§ Your goal
Find each line below that contains the word "after", and copy out every one of those lines.

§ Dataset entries
::::
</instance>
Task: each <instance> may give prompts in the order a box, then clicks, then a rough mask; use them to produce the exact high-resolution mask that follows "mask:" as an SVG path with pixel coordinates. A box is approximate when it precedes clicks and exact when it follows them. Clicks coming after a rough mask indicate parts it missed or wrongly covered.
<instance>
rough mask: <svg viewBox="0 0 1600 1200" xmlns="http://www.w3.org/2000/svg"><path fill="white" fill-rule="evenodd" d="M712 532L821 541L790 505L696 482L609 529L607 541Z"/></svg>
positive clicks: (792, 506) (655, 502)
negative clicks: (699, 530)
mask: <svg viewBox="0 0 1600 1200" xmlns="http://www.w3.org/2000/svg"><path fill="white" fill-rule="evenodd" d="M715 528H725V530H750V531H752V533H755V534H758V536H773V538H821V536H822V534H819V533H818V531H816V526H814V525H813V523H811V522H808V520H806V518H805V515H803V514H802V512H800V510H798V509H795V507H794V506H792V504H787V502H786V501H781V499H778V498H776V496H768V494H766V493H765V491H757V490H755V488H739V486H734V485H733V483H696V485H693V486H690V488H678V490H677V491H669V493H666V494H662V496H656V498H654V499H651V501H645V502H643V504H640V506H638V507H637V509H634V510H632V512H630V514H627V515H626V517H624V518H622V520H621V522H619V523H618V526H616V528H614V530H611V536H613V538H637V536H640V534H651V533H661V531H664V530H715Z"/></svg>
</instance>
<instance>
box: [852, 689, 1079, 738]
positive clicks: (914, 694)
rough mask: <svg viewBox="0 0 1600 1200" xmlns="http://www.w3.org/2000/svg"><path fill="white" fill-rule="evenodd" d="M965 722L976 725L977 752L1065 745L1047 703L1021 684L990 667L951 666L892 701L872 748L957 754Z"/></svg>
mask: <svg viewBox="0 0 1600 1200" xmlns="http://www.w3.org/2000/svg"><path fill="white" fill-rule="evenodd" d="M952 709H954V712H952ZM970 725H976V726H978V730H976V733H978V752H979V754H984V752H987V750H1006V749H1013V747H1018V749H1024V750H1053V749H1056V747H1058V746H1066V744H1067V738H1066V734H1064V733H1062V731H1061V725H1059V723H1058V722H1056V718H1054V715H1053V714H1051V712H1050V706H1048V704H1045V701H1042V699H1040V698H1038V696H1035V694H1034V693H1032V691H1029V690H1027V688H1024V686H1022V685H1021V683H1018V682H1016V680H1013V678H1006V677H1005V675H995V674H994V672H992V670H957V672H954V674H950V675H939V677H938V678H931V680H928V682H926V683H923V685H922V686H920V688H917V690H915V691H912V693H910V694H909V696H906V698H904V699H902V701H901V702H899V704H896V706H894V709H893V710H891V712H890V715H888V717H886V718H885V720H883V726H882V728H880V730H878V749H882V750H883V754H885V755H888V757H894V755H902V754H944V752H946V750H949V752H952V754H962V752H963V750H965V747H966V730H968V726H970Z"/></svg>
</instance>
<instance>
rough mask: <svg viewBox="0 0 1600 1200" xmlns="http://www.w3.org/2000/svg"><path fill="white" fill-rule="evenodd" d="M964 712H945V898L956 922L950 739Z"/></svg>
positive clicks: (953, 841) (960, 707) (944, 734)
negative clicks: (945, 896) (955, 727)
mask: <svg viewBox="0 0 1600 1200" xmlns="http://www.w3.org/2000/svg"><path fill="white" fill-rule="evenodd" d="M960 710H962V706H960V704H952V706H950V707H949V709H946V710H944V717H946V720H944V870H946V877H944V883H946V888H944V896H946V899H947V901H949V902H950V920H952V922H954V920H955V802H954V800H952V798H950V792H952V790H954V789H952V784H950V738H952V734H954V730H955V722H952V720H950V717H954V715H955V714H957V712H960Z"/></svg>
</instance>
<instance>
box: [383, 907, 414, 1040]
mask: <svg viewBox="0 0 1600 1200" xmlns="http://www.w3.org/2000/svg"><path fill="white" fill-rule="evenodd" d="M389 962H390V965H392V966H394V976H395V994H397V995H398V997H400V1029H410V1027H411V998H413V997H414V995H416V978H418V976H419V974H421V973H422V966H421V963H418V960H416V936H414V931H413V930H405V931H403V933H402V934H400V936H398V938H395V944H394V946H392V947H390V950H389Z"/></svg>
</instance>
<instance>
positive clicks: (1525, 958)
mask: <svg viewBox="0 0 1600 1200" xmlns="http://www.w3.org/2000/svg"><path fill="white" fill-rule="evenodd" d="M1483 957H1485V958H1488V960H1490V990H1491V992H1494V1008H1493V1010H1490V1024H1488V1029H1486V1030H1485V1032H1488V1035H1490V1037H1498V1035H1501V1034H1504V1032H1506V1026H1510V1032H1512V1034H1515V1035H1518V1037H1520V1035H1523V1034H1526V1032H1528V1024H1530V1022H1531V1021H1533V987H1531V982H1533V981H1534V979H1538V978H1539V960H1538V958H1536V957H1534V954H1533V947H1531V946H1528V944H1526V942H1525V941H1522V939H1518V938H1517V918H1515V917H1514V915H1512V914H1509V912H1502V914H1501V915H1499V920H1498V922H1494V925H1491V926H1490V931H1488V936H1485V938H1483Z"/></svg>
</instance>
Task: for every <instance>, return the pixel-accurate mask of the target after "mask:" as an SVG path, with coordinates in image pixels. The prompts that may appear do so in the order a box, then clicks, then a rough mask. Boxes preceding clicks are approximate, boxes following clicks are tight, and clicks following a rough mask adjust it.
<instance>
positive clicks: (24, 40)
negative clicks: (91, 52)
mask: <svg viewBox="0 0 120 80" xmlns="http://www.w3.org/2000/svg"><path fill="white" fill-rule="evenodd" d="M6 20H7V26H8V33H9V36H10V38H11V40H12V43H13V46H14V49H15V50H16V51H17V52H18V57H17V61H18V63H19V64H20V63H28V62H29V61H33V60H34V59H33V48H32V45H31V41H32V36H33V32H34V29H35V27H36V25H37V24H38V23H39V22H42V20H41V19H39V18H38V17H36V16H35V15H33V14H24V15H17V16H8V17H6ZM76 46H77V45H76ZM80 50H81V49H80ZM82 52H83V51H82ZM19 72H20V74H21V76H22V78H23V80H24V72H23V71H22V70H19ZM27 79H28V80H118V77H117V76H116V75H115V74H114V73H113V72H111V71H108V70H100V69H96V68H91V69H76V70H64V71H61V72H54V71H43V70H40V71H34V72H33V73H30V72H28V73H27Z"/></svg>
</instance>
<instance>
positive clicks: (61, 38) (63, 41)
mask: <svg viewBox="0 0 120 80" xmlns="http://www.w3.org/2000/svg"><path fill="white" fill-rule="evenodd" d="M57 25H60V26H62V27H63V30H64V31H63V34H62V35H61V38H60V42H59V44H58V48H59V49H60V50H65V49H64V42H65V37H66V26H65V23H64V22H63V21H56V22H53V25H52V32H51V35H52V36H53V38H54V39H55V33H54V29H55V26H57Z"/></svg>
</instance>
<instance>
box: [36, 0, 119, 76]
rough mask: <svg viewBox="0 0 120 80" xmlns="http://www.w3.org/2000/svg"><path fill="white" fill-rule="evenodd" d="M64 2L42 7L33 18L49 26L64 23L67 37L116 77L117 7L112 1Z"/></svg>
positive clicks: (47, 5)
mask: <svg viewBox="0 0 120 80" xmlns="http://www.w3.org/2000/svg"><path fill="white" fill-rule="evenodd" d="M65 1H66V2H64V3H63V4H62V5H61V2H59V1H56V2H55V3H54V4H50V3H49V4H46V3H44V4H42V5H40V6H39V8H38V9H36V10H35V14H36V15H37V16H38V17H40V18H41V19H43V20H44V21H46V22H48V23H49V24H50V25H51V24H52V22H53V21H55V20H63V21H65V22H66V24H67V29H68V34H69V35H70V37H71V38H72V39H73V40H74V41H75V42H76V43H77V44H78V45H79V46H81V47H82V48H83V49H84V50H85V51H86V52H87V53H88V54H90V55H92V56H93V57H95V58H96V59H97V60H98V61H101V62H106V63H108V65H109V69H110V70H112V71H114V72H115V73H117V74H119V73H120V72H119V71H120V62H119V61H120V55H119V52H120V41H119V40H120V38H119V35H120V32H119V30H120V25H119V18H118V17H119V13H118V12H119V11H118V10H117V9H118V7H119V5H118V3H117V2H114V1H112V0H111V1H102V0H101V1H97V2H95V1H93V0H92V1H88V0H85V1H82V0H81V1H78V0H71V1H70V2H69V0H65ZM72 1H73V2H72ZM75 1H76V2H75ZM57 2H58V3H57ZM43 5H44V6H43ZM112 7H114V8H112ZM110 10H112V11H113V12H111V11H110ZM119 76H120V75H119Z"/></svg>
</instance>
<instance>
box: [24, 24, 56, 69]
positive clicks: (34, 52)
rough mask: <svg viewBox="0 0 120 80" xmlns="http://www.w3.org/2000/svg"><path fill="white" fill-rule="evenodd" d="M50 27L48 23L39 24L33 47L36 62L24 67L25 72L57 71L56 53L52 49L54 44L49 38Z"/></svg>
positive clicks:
::::
§ Written solution
Task: each <instance> may give prompts in the order a box, then clicks, then a rough mask; use them to produce the exact high-resolution mask that follows "mask:" as an SVG path with pixel coordinates. A box is approximate when it precedes clicks and exact when it follows them. Clicks coming after a rough mask indicate parts it missed or wrongly covered.
Task: for every <instance>, return the pixel-accurate mask of the target after "mask:" as an SVG path, with coordinates in image pixels. The prompts that may appear do so in the order a box, then clicks, then a rough mask. Boxes preceding clicks are approximate, boxes following clicks are tight, and clicks following a rough mask adjust it.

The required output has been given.